--- BEGIN Data shown ---

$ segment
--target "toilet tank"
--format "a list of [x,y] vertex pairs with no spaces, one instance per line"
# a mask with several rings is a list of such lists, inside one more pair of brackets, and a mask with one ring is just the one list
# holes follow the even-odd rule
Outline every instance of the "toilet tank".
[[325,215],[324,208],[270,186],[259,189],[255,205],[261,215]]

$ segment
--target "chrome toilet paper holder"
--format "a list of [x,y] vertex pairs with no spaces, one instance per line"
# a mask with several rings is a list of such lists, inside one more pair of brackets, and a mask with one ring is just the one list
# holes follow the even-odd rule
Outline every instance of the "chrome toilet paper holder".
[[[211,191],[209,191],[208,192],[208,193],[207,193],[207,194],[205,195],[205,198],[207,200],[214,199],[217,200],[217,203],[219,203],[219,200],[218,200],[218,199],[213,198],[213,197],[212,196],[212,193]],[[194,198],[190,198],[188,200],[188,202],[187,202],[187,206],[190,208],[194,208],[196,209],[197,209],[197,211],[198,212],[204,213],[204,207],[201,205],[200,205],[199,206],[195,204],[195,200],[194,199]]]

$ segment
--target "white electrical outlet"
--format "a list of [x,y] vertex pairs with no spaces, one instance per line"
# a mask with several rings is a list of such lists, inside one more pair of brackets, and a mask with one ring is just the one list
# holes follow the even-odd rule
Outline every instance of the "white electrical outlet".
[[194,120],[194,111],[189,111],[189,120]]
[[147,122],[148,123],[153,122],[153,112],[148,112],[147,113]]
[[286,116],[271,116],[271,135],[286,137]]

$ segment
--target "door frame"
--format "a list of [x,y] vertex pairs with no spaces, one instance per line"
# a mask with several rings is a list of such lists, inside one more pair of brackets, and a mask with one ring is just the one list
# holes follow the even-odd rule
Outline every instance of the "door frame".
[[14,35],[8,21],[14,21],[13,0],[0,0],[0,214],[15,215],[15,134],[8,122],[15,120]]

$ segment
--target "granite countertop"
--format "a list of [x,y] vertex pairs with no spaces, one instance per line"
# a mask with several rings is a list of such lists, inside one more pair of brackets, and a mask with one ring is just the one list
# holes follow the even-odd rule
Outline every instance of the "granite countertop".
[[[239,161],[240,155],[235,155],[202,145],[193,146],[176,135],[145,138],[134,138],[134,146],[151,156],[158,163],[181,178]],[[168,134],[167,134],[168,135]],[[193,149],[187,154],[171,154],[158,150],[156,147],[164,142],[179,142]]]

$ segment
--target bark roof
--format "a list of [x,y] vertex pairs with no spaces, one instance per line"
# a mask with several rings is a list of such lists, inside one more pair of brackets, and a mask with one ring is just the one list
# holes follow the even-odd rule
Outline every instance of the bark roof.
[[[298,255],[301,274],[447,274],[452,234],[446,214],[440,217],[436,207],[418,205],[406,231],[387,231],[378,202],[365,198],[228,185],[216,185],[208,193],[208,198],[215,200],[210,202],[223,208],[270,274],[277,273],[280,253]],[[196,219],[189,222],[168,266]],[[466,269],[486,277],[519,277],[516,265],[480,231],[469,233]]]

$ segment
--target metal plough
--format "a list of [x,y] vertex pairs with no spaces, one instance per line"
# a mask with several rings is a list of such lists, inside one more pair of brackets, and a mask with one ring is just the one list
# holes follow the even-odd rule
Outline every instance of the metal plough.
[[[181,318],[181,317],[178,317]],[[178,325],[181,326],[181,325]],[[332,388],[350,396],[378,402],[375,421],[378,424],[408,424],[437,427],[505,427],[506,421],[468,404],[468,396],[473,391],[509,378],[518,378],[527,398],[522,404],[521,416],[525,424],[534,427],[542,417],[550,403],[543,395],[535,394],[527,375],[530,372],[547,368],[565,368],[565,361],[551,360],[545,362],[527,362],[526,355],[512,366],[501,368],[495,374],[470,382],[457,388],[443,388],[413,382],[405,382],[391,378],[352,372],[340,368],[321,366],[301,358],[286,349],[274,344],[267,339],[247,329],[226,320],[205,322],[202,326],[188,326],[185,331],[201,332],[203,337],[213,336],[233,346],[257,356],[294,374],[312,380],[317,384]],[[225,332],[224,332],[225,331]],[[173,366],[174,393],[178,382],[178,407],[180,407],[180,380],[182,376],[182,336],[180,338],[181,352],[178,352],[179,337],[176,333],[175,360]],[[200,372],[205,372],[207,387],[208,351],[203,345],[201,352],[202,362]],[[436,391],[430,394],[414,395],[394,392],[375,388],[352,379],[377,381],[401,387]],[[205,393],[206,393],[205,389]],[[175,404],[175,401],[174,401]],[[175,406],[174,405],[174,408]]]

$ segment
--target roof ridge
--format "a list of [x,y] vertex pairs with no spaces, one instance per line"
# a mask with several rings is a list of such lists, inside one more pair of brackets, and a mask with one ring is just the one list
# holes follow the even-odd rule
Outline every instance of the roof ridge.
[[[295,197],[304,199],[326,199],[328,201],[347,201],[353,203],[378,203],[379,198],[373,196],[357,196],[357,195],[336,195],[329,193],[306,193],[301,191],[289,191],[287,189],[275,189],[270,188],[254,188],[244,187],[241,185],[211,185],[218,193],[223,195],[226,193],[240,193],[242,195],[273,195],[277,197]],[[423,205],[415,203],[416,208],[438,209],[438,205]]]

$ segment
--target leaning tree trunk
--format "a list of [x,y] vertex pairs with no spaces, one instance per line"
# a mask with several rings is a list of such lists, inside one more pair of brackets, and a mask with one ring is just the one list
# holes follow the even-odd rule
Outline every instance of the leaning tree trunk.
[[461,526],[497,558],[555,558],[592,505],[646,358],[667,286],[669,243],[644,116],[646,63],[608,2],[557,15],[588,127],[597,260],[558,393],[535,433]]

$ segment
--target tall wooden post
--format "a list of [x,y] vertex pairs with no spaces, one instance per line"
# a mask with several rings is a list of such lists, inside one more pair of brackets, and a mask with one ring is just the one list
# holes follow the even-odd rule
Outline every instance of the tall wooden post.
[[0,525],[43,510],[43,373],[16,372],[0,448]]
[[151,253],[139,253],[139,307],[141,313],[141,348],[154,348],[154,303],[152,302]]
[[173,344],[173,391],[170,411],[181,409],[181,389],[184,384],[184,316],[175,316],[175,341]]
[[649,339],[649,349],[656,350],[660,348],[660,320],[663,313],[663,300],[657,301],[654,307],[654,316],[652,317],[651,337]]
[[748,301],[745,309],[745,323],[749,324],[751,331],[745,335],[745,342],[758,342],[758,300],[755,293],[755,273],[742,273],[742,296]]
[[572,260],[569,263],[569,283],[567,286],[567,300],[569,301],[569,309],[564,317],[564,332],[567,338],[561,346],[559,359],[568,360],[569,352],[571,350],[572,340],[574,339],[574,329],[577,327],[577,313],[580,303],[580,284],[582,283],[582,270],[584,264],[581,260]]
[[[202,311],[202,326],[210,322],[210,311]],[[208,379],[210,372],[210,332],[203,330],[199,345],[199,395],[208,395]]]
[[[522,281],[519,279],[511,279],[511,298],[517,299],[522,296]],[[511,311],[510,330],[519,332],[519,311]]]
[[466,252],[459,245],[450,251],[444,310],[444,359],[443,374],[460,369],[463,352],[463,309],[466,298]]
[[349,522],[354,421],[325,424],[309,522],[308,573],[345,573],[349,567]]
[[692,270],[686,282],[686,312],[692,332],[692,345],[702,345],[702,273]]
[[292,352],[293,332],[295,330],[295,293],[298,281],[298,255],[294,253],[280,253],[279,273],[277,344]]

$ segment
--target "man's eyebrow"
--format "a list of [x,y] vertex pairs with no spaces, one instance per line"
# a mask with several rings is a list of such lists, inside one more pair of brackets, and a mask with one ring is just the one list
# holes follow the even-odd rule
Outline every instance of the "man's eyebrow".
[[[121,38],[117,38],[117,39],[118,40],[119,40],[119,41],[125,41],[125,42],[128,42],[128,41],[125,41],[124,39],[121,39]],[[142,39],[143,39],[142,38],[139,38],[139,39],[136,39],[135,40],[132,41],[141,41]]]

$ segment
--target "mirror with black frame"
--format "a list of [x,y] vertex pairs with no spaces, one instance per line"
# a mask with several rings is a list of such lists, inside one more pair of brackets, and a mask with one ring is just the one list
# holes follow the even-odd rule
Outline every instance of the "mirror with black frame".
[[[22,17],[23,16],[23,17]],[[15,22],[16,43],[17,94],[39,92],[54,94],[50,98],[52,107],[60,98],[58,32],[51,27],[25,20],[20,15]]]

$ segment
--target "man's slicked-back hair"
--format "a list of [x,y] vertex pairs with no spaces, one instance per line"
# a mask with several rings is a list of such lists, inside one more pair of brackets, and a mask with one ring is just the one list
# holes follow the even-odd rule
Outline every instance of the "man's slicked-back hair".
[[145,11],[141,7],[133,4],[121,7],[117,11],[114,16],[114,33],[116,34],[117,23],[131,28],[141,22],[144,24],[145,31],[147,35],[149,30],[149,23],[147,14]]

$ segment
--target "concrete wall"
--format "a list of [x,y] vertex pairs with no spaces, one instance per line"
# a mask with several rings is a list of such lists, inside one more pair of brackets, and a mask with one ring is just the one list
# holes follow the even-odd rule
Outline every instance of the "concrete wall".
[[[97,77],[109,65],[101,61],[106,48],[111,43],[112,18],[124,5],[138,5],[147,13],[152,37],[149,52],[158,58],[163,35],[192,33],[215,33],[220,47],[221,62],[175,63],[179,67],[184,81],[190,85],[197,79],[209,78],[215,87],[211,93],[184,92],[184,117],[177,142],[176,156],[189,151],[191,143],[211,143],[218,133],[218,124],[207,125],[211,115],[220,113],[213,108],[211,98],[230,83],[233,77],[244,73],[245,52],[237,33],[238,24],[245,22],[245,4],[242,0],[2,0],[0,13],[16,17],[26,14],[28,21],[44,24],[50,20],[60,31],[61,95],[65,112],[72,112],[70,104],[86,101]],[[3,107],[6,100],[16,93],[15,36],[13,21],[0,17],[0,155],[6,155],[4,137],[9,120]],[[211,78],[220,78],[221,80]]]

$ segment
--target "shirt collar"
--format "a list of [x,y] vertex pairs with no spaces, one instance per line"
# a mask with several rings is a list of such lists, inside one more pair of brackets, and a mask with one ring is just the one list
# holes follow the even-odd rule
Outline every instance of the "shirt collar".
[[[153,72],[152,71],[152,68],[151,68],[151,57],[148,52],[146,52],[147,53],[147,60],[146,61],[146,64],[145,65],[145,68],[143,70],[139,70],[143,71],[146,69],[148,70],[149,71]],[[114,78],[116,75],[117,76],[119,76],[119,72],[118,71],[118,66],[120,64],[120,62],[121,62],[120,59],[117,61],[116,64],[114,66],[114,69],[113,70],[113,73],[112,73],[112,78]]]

--- END Data shown ---

Copy out the items above verbatim, starting at their first line and ending at the line that contains "[[325,215],[324,208],[270,186],[259,189],[255,205],[261,215]]", with both of those lines included.

-- Answer to the exercise --
$ segment
--target "toilet tank"
--format "a list of [x,y] vertex pairs with no spaces, one instance per line"
# a mask with several rings is a list of such lists, inside one more pair of brackets, and a mask with one ring is just the one list
# holes follow the even-odd rule
Outline every instance of the "toilet tank".
[[325,215],[324,208],[270,186],[259,189],[255,205],[261,215]]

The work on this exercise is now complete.